Exercise prompt
Whenever a line of the records below contains the word "lamp", copy that line.

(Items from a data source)

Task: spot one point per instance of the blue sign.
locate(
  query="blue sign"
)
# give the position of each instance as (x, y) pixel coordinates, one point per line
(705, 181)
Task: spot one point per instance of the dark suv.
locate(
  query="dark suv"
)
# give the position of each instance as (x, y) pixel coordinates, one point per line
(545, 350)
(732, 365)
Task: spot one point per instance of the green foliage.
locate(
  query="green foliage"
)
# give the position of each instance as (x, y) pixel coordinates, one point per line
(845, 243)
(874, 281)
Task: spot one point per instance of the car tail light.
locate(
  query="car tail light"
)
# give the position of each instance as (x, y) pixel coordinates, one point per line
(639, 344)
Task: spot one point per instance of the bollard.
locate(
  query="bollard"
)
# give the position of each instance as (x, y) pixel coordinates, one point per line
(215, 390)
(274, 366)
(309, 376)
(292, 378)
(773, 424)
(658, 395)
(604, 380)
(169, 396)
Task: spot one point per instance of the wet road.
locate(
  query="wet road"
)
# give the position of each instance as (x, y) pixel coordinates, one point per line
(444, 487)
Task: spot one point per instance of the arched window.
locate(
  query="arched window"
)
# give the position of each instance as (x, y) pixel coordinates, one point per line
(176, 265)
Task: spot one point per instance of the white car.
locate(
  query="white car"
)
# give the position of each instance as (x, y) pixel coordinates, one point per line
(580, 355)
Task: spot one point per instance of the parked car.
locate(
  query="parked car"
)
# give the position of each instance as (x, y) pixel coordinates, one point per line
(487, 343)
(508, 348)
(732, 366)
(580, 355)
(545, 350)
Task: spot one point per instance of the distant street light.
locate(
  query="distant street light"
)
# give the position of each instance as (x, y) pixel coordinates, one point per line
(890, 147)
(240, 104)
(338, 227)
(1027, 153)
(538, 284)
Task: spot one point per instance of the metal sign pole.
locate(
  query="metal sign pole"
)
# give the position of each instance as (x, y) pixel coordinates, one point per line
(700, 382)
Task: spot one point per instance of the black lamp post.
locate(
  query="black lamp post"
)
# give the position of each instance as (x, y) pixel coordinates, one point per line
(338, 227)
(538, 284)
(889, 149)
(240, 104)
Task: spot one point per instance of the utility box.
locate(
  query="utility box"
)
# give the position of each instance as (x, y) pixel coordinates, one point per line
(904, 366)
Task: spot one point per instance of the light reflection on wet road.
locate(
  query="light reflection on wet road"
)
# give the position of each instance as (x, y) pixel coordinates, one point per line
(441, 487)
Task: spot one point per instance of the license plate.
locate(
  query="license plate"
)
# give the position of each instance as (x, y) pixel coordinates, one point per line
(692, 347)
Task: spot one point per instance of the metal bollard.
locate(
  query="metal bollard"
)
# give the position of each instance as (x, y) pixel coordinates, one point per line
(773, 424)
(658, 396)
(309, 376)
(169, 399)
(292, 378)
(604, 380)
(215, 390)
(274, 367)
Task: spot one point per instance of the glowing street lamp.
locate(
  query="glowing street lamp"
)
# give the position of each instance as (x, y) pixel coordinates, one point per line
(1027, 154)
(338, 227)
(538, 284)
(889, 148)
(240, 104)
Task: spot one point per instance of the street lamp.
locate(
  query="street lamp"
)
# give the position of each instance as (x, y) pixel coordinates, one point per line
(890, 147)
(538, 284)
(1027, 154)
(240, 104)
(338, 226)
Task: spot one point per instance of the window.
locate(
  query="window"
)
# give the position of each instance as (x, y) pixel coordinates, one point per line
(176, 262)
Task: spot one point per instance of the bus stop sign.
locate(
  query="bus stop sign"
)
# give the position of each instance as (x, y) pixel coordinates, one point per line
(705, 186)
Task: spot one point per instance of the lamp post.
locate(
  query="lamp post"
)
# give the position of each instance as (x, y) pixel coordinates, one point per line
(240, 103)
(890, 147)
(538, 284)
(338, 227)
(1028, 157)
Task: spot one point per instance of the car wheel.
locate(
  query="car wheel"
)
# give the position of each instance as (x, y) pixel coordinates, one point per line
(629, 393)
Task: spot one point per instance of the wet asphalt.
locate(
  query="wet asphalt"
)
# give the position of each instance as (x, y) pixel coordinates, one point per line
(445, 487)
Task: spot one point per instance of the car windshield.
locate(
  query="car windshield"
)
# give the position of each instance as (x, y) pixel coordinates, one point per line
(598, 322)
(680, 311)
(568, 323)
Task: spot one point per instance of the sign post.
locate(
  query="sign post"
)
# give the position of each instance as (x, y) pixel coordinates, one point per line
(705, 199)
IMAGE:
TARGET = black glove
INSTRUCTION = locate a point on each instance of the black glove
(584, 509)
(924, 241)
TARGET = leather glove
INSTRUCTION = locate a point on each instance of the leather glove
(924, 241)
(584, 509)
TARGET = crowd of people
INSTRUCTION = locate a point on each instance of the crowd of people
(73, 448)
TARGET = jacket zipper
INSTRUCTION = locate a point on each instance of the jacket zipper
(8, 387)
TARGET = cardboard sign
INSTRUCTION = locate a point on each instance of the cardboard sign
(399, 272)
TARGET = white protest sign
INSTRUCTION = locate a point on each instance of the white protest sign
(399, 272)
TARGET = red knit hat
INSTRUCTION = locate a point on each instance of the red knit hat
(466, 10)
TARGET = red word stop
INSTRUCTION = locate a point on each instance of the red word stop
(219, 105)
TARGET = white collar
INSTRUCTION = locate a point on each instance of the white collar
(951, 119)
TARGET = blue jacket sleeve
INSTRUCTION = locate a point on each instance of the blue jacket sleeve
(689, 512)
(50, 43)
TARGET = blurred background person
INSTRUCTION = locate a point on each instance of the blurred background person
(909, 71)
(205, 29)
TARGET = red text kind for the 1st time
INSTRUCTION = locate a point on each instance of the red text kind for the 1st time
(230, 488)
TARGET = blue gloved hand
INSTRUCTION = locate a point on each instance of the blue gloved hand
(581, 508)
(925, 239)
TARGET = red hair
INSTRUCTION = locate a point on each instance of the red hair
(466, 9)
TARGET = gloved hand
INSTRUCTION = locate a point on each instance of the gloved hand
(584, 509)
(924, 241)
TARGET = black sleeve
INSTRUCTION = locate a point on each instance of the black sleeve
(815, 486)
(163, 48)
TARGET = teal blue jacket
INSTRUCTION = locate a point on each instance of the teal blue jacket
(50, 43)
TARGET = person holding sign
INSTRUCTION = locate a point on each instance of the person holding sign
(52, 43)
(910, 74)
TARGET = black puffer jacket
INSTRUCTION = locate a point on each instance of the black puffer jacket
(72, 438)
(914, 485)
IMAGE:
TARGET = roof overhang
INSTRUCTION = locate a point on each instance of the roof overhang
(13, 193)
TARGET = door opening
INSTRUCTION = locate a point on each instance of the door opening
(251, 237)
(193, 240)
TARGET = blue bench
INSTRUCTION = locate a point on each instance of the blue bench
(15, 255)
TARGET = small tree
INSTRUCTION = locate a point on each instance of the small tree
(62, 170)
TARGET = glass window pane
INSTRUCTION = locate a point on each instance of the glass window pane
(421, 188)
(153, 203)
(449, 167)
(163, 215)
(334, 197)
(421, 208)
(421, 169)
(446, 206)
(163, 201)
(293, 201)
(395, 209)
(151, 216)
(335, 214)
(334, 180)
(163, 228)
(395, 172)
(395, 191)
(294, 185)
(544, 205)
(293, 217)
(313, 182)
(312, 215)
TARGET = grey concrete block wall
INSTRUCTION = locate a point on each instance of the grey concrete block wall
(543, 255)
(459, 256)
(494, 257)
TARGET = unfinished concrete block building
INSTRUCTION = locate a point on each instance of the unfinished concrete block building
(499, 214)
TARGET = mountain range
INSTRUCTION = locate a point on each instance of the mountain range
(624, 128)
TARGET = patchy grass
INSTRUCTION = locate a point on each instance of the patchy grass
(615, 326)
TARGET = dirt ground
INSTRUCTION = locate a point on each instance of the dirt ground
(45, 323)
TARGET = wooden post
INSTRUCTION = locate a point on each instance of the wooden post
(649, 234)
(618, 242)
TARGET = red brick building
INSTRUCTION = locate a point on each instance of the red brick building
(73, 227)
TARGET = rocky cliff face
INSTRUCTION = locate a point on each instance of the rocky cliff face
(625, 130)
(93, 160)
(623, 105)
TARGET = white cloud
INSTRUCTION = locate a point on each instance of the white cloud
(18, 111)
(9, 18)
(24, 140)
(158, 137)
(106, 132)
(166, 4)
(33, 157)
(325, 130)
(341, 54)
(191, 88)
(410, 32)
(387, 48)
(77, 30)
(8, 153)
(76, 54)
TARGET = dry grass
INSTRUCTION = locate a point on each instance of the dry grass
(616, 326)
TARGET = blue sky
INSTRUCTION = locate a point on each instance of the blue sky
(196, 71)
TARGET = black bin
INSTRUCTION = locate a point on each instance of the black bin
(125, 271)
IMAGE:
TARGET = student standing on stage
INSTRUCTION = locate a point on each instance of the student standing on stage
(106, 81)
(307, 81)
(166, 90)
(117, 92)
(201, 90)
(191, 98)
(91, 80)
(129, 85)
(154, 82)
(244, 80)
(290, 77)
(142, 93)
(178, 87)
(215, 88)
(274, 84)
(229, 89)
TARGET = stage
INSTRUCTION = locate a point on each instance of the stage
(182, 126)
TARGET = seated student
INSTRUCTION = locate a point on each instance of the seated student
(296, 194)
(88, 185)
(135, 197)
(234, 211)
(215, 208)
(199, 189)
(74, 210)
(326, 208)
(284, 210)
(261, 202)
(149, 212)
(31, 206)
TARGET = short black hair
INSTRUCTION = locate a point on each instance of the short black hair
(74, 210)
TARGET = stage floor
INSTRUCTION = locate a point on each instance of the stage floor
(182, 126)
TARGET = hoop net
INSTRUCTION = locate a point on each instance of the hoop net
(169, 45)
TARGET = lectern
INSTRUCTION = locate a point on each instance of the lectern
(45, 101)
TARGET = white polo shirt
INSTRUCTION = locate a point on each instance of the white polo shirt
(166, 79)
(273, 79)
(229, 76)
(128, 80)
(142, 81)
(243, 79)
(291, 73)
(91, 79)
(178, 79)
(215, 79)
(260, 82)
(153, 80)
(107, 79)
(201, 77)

--

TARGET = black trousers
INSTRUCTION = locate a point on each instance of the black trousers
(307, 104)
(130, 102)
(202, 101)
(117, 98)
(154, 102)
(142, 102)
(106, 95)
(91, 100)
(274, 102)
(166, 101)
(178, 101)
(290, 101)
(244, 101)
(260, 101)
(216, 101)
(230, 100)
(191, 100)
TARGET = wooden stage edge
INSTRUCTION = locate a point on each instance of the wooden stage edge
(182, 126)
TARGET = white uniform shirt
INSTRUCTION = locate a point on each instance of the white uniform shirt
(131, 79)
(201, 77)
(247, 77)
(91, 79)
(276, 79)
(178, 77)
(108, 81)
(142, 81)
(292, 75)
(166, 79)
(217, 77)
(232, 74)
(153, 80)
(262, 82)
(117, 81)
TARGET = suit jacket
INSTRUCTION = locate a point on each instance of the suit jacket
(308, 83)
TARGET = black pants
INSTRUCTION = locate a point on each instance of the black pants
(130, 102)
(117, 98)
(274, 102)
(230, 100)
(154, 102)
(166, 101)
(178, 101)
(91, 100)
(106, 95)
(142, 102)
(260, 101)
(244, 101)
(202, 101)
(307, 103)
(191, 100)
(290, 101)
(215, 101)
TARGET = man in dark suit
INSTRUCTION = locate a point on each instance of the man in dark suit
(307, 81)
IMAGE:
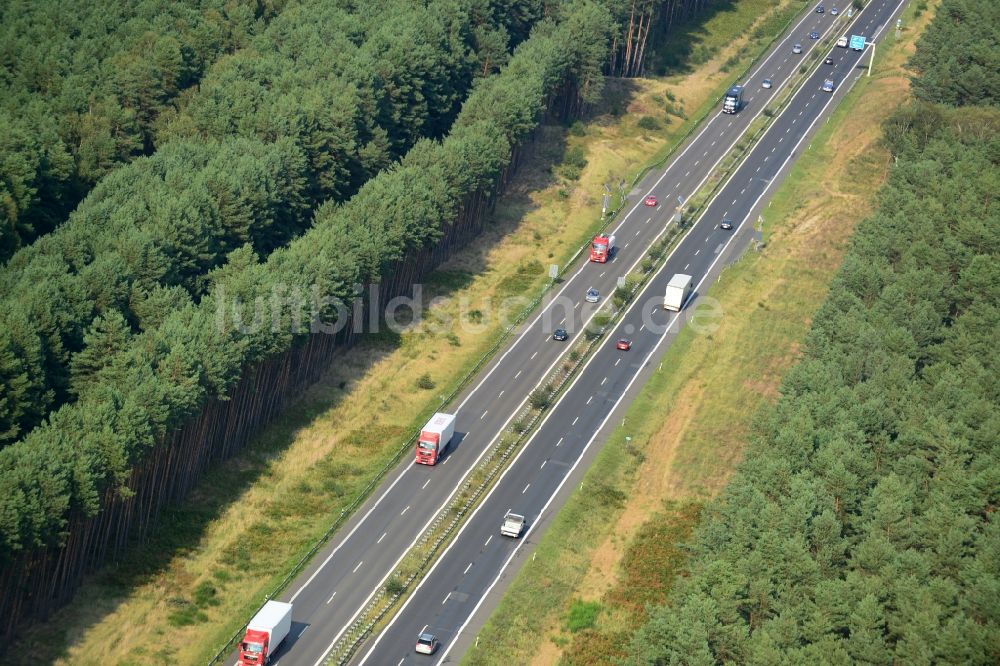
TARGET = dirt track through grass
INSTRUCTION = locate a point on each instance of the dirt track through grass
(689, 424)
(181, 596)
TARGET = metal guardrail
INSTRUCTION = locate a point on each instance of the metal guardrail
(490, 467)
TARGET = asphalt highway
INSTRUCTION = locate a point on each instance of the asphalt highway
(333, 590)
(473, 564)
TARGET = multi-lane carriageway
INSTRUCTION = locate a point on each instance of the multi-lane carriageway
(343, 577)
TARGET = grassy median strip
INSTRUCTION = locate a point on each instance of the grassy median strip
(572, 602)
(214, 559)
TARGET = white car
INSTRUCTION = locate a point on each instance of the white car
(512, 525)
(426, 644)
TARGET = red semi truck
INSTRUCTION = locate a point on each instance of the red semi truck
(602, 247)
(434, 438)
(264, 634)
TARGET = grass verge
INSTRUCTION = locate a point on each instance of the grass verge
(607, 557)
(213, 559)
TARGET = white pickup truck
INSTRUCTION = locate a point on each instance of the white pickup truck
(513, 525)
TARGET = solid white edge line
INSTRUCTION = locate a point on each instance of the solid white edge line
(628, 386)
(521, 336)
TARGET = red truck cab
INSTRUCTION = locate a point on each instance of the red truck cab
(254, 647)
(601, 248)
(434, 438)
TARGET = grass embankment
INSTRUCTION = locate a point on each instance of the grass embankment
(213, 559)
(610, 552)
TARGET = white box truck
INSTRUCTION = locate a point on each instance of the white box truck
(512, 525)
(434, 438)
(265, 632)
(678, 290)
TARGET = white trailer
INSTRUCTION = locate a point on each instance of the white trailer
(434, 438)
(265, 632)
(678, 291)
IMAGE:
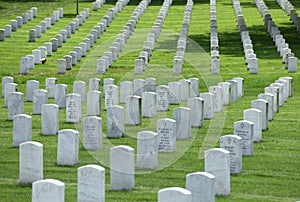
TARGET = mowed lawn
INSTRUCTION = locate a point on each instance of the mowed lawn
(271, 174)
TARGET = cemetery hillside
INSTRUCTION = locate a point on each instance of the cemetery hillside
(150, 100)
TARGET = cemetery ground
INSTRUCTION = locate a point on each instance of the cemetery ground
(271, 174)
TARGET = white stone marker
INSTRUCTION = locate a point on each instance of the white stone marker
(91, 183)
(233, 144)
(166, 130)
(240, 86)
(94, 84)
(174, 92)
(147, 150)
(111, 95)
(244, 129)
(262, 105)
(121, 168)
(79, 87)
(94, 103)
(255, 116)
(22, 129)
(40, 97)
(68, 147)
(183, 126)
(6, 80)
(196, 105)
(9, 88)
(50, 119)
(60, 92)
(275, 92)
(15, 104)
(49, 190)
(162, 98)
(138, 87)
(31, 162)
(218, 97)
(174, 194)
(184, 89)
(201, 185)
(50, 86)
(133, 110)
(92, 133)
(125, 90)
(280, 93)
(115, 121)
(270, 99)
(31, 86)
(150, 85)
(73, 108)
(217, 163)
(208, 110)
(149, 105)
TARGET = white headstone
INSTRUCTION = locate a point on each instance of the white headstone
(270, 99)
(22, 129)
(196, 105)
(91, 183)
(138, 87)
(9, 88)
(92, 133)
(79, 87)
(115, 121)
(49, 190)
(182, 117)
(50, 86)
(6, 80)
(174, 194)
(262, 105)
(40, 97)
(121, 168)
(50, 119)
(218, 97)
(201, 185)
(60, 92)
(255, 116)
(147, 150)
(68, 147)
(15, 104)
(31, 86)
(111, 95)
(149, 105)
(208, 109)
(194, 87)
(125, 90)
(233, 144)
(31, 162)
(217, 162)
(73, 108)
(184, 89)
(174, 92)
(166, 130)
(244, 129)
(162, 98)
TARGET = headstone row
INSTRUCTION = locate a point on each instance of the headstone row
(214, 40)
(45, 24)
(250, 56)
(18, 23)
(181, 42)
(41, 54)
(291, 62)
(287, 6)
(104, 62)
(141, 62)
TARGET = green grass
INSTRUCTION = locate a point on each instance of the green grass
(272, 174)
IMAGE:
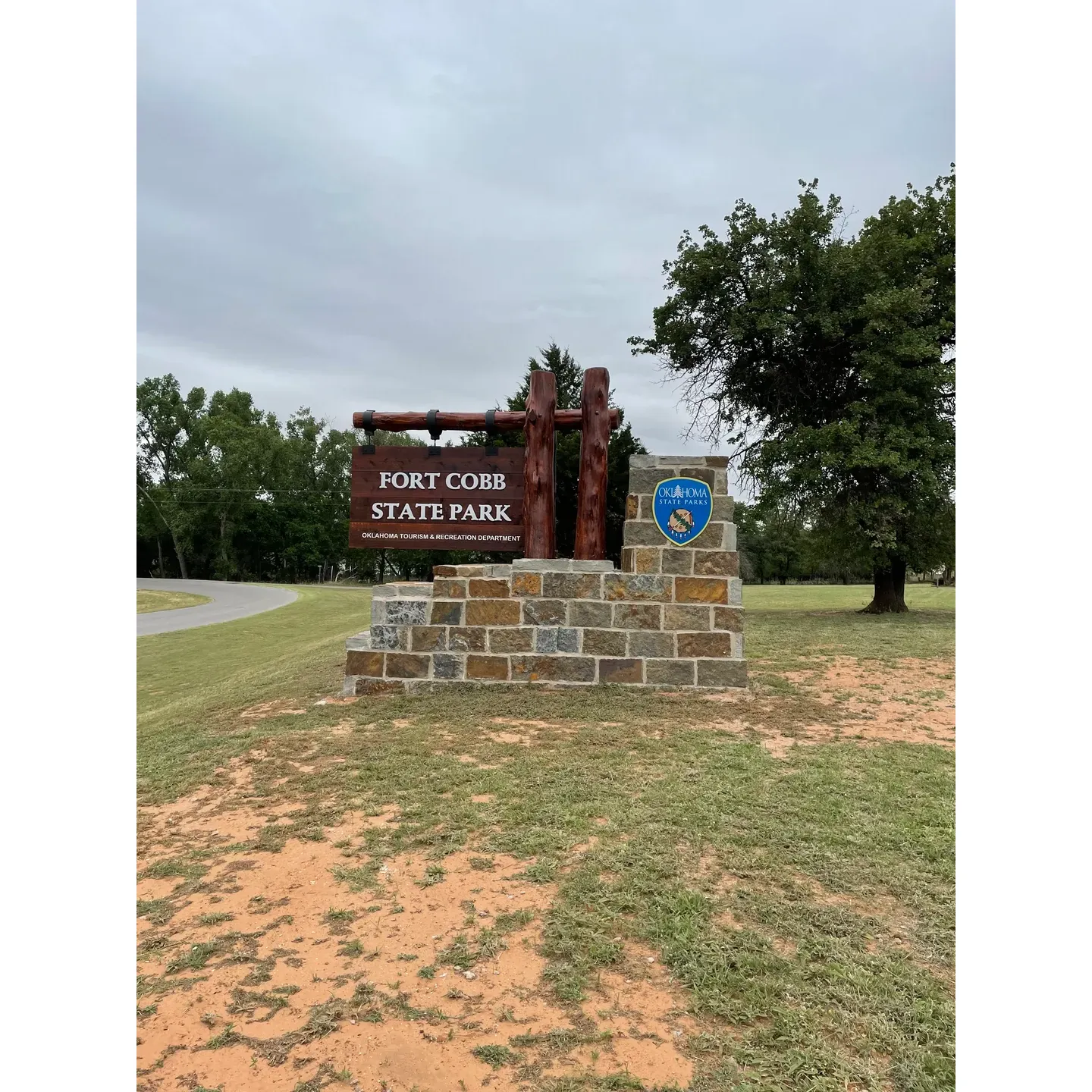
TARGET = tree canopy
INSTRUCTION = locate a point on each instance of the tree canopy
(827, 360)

---

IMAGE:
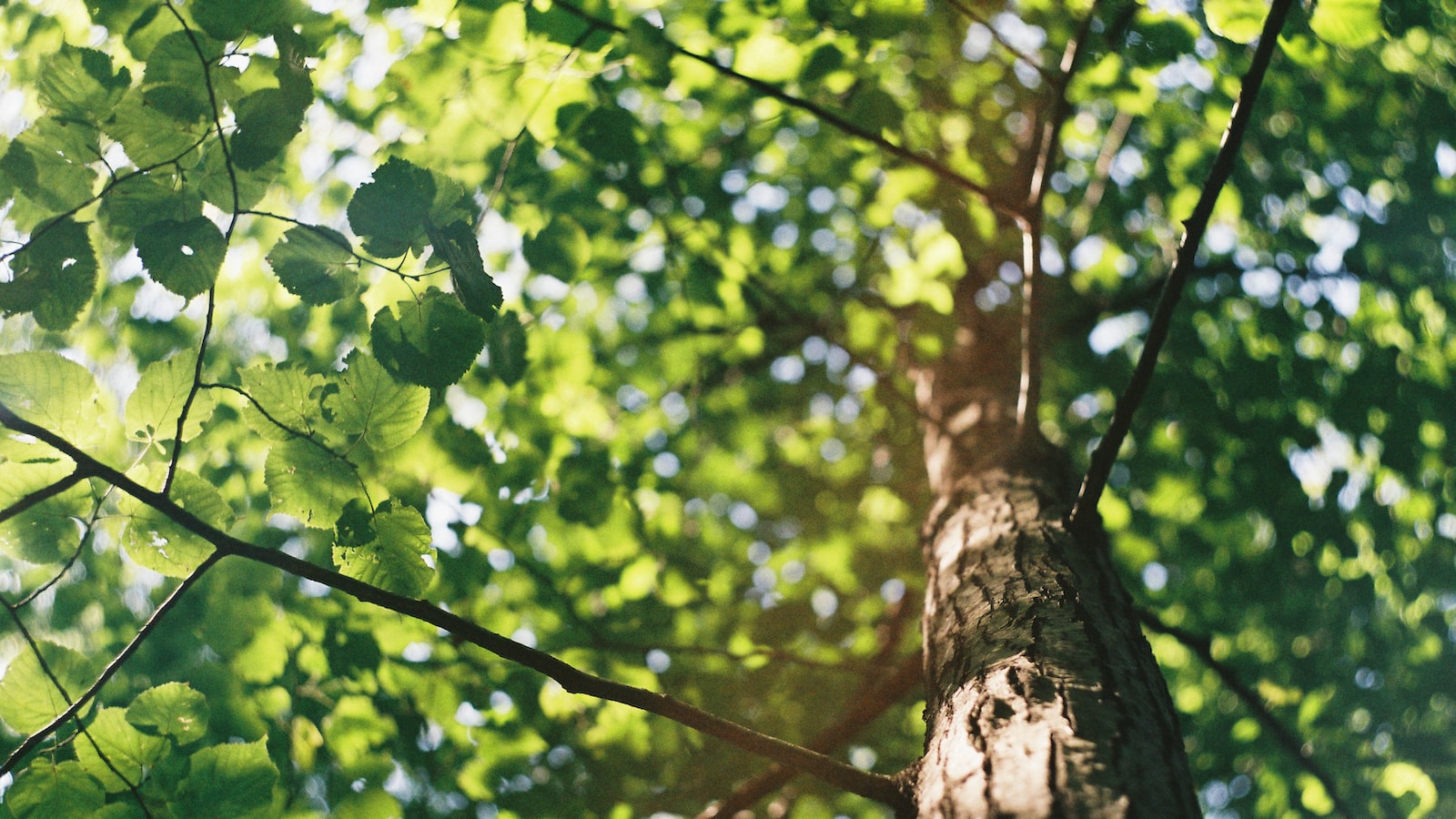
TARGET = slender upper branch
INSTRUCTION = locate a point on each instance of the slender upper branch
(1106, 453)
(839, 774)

Task answer
Task: spot one point per instance of the black lamp post.
  query="black lamp post"
Task: spot one point per instance of the glowing street lamp.
  query="glowing street lamp"
Task: spot one point per instance of the street lamp.
  query="street lamp"
Task: spot one point per instance of the lamp post.
  query="lamp post"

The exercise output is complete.